Fragmento proporcionado:
+ + +
Ha llamado la atención poderosamente a historiadores y a estudiosos del arte medieval el friso-mensario de la iglesia de San Bartolomé de Campisábalos por dos razones principalmente; en primer lugar por tratarse del único dentro del arte románico español que aparece esculpido de manera longitudinal, a todo lo largo del muro en perfecta línea recta; también porque las escenas relativas a los meses del año van apareciendo inscritas en orden inverso al de la escritura, es decir, de derecha a izquierda, seguramente por influencia mudéjar, detalle que así mismo se advierte en las portadas gemelas de la capilla y de la iglesia, ésta última bajo techado que sostienen cuatro columnas.
Después de una escena bélica en primer término, siempre de derecha a izquierda, en la que dos guerreros cruzan sus armas montados a caballo, y de otra la mar de curiosa referente a la caza del jabalí con perros, comienza el mensuario propiamente dicho. Allí van saliendo, en meritoria procesión de piedra antigua, las distintas actividades del campesino castellano a lo largo de los distintos meses del año. Algunas escenas en mejor estado de conservación que otras. Guardan cierta viveza expresiva, después de nueve siglos, los relieves tallados en la piedra de la cava de las viñas en el mes de marzo, la escarda en junio, la siega de las mieses en el mes de julio, aventando la paja de la era en septiembre, la matanza del cerdo en noviembre y el trasiego del vino al final del año.
Es preciso aprovechar las épocas del año más propicias para conocer tantos motivos de interés como tenemos tan cerca. Por fortuna contamos con medios cómodos y rápidos para ver cumplida esta necesidad impuesta por el buen sentido. No es lo mismo observar las imágenes en un libro bien editado o en la pantalla de un televisor aun tratándose de un estupendo documental, que tener la realidad palpable delante de los ojos con todo el ambiente cercano que tuvo siempre. En Guadalajara hay mucho que conocer. La gente se va interesando lentamente, muy lentamente, por lo que tiene cerca. Hemos llegado a un tiempo en el que la expectación debiera ser mayor, por lo menos en el número de personas interesadas por todo lo nuestro. Por un lado a los nativos y a los residentes de toda la vida; por otro a tantas caras nuevas que se van incorporando a nuestro vivir diario. Sería un hecho muy de lamentar que fueran éstos últimos quienes descubran Guadalajara antes que los primeros. En nuestros lugares turísticos de marcado interés, son muchos más los foráneos que los naturales del país los que acuden a lo largo del año a conocer, a admirar y aprender, de lo mucho que por toda la Provincia tenemos repartido. Hoy ofrecemos a nuestros lectores una muestra más, un proyecto factible para salir de casa.
+ + +
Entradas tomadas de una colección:
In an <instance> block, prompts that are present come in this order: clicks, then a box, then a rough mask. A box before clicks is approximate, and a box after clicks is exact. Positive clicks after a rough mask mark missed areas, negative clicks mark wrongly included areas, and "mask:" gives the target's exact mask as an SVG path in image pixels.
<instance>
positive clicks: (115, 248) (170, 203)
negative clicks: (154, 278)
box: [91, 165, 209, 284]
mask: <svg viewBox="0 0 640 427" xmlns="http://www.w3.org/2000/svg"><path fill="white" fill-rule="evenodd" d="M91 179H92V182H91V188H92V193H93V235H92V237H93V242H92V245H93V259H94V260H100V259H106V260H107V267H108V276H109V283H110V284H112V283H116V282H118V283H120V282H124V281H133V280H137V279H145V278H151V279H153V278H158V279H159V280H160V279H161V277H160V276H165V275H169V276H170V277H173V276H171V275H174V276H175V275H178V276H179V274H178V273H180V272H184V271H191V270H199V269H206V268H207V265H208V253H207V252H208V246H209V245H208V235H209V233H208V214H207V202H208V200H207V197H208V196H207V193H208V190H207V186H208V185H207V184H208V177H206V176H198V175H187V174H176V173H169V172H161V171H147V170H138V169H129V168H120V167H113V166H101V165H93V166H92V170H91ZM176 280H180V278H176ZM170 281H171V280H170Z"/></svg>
+ + +
Instrucciones:
1. Según el fragmento sobre el friso de Campisábalos, ¿por qué el friso-mensario de la iglesia de San Bartolomé ha llamado tanto la atención de historiadores y estudiosos del arte medieval? Explícalo en una a tres oraciones.
2. Reproduce del fragmento sobre el friso de Campisábalos todo el pasaje que va desde «Después de una» hasta «final del año.».

Respuestas en orden:
1. Ha llamado la atención por dos razones principales. Es el único del arte románico español esculpido de manera longitudinal, a todo lo largo del muro en perfecta línea recta. Además, las escenas de los meses del año aparecen en orden inverso al de la escritura, de derecha a izquierda, seguramente por influencia mudéjar.

2.
Después de una escena bélica en primer término, siempre de derecha a izquierda, en la que dos guerreros cruzan sus armas montados a caballo, y de otra la mar de curiosa referente a la caza del jabalí con perros, comienza el mensuario propiamente dicho. Allí van saliendo, en meritoria procesión de piedra antigua, las distintas actividades del campesino castellano a lo largo de los distintos meses del año. Algunas escenas en mejor estado de conservación que otras. Guardan cierta viveza expresiva, después de nueve siglos, los relieves tallados en la piedra de la cava de las viñas en el mes de marzo, la escarda en junio, la siega de las mieses en el mes de julio, aventando la paja de la era en septiembre, la matanza del cerdo en noviembre y el trasiego del vino al final del año.